Excerpted passage:
↓↓↓

Life is infinitely various, and the possibilities of the imagination are
even more extensive; the writer of fiction has enough material at hand.
His primary task, to pitch upon a theme, is almost wholly selective,
unless he is cursed with a paucity of observation or barrenness of
imagination, in which case he has mistaken his calling. And in this task
of selection the writer must bear in mind several considerations, his
own predilections, his own powers, the intrinsic worth of the idea,
and--last but not least--the audience he is to address. The writer
should give ear to his own personal likings because he will do better
work when he has interest in the matter under his hands; he should
consider his own powers lest he attempt too much; he must consider the
intrinsic worth of his theme lest his work be essentially feeble; and he
must ponder his audience that his work may not go for naught. As to this
last, a word of advice may not be out of place. Though the average
reader may have little power to express, he usually has a well developed
power to appreciate, and there is no need to "write down" to him.
Condescension on the part of the writer of fiction is less obtrusive
than in more directly informative writing, but it is instantly perceived
and resented when present. The best audience for the writer to imagine
is simply the best audience, alive in sensibilities and intelligence.

↑↑↑

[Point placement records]
↓↓↓

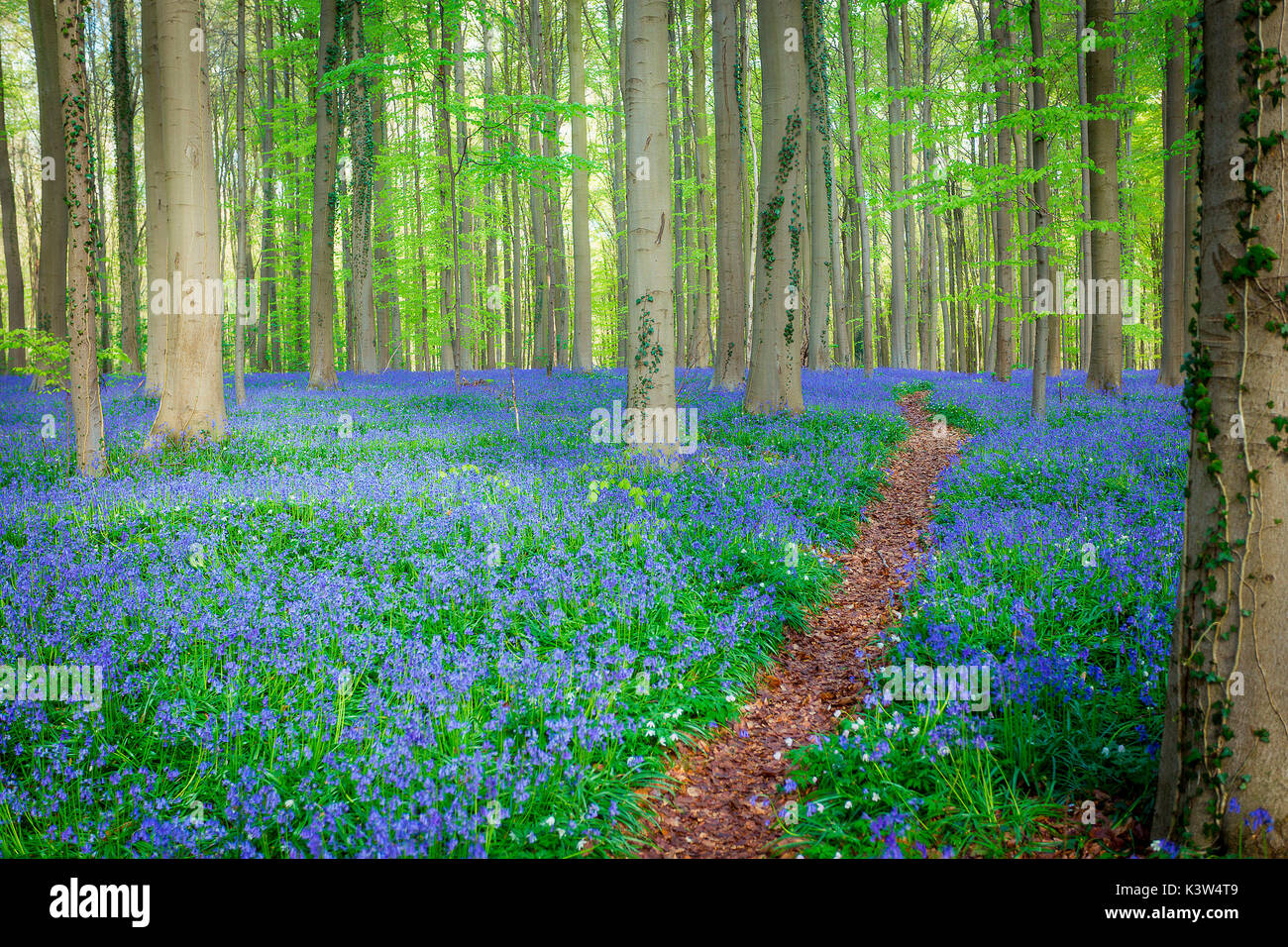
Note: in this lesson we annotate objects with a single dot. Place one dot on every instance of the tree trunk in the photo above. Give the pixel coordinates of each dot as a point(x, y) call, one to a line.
point(651, 365)
point(1041, 202)
point(581, 316)
point(857, 170)
point(243, 245)
point(1175, 239)
point(366, 360)
point(898, 252)
point(384, 265)
point(1106, 368)
point(819, 217)
point(1005, 274)
point(17, 356)
point(52, 285)
point(268, 230)
point(82, 388)
point(463, 236)
point(616, 62)
point(192, 395)
point(322, 249)
point(730, 368)
point(780, 333)
point(128, 228)
point(1085, 211)
point(699, 346)
point(1224, 757)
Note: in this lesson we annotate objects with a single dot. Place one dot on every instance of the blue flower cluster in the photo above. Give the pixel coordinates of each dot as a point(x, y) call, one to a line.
point(1054, 567)
point(384, 621)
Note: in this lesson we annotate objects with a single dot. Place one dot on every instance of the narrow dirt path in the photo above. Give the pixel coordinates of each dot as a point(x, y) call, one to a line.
point(725, 801)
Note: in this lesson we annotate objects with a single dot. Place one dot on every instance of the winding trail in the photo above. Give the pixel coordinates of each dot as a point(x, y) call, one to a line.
point(722, 801)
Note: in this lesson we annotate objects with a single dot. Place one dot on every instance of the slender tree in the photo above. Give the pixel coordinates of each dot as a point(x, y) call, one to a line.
point(243, 244)
point(1102, 290)
point(1042, 205)
point(82, 389)
point(1003, 222)
point(17, 357)
point(730, 367)
point(1223, 783)
point(322, 250)
point(128, 239)
point(581, 317)
point(1175, 239)
point(651, 354)
point(780, 333)
point(52, 285)
point(898, 250)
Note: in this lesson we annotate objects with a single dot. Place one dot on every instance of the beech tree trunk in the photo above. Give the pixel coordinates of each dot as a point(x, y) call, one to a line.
point(243, 245)
point(780, 333)
point(17, 357)
point(158, 213)
point(82, 389)
point(730, 368)
point(1175, 240)
point(127, 219)
point(651, 354)
point(1106, 368)
point(52, 285)
point(581, 317)
point(322, 250)
point(1005, 274)
point(362, 261)
point(1224, 755)
point(192, 395)
point(1041, 202)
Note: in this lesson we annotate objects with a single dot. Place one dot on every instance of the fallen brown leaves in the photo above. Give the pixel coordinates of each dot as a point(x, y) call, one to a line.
point(721, 799)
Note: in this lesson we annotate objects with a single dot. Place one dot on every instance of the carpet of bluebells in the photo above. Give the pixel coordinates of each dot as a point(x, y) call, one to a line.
point(380, 621)
point(1055, 565)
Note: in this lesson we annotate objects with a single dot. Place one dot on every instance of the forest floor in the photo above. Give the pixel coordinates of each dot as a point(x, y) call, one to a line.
point(732, 795)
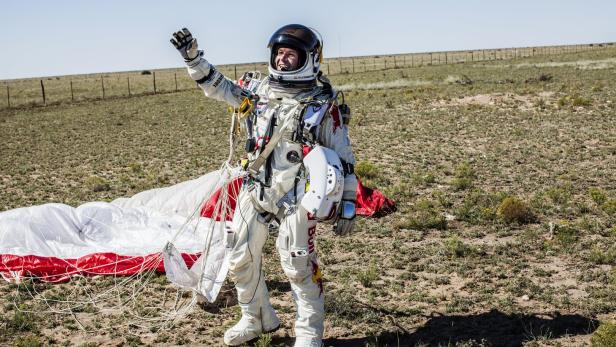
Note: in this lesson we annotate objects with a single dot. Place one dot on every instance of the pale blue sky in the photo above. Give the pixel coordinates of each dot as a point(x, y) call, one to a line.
point(45, 38)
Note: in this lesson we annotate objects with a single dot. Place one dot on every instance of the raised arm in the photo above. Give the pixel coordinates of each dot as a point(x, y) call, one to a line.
point(214, 84)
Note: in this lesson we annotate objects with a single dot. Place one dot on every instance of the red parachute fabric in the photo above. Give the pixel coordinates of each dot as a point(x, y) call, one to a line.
point(58, 270)
point(370, 202)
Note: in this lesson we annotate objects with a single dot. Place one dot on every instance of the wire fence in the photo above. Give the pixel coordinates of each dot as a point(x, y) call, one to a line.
point(67, 89)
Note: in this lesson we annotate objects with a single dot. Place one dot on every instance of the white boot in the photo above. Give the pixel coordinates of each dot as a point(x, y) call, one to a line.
point(258, 317)
point(307, 342)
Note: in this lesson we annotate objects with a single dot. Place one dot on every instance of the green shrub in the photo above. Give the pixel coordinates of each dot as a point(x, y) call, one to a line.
point(463, 177)
point(610, 207)
point(514, 210)
point(566, 234)
point(424, 215)
point(607, 257)
point(265, 340)
point(365, 169)
point(604, 336)
point(580, 101)
point(479, 207)
point(97, 184)
point(27, 341)
point(456, 248)
point(367, 277)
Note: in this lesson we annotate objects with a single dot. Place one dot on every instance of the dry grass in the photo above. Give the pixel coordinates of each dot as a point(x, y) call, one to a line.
point(445, 269)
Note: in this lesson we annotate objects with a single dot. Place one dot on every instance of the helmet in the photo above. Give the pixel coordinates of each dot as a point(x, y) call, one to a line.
point(309, 47)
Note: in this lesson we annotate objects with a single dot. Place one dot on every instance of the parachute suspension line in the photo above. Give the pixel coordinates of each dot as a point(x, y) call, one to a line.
point(126, 294)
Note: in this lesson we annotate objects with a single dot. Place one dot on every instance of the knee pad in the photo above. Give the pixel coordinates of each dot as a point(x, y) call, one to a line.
point(296, 263)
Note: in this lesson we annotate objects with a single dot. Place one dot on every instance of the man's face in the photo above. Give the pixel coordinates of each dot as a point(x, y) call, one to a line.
point(287, 59)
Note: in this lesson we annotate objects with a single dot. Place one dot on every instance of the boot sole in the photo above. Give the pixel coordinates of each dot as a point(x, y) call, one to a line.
point(256, 338)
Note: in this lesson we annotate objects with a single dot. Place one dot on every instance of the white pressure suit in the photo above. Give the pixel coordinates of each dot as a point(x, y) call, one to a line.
point(274, 193)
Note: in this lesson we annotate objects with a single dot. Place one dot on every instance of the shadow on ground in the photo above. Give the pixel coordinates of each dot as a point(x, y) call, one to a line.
point(492, 328)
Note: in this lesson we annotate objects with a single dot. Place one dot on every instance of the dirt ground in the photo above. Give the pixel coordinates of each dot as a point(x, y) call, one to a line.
point(503, 173)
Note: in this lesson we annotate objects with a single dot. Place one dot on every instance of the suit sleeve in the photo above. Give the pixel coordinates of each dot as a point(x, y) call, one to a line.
point(215, 84)
point(335, 135)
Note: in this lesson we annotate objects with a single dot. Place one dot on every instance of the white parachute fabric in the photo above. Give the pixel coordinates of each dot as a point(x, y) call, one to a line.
point(54, 242)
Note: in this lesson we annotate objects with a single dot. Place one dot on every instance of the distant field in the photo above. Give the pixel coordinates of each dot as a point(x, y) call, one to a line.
point(63, 89)
point(503, 171)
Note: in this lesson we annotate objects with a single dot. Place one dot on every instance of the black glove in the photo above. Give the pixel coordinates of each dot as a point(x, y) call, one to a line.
point(346, 218)
point(187, 45)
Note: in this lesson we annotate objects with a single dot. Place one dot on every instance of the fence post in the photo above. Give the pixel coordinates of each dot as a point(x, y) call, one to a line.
point(103, 86)
point(43, 92)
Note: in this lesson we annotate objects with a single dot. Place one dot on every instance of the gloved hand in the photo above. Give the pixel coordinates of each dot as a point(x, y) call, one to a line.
point(346, 218)
point(187, 46)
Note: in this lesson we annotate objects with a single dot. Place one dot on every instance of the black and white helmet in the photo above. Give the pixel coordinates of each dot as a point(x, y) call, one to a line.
point(309, 46)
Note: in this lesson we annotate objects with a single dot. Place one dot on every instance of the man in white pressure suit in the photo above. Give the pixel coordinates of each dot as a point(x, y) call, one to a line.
point(299, 171)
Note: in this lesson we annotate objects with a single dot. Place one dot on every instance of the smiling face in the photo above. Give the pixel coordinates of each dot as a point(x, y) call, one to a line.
point(287, 59)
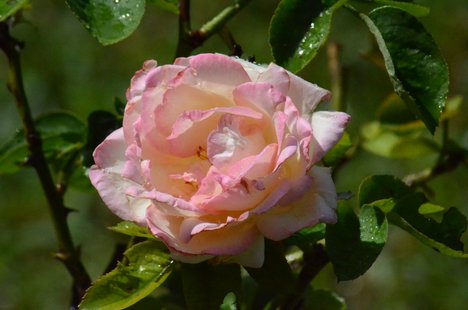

↑↑↑

Stated problem 1: Repeat everything from "Condescension on the" down to "sensibilities and intelligence." in the passage on writing fiction above.
Stated problem 2: According to the passage on writing fiction, what considerations must the writer bear in mind when selecting a theme?
Stated problem 3: Please condense the paragraph of the passage on writing fiction that begins "Life is infinitely various" into a bulleted list that keeps its main points.

Expected output 1:
Condescension on the part of the writer of fiction is less obtrusive
than in more directly informative writing, but it is instantly perceived
and resented when present. The best audience for the writer to imagine
is simply the best audience, alive in sensibilities and intelligence.

Expected output 2: His own predilections, his own powers, the intrinsic worth of the idea, and the audience he is to address.

Expected output 3:
- Life is infinitely various and imagination even more so, so the fiction writer has enough material.
- His primary task, choosing a theme, is almost wholly selective; a writer lacking observation or imagination has mistaken his calling.
- In selecting, he must weigh:
  - his own likings, since he works better when interested;
  - his own powers, so he does not attempt too much;
  - the intrinsic worth of the theme, so the work is not essentially feeble;
  - his audience, so the work does not go for naught.
- The average reader may have little power to express but a well-developed power to appreciate, so there is no need to "write down" to him.
- Condescension in fiction is less obtrusive than in informative writing, but it is instantly perceived and resented.
- The best audience to imagine is the best audience, alive in sensibilities and intelligence.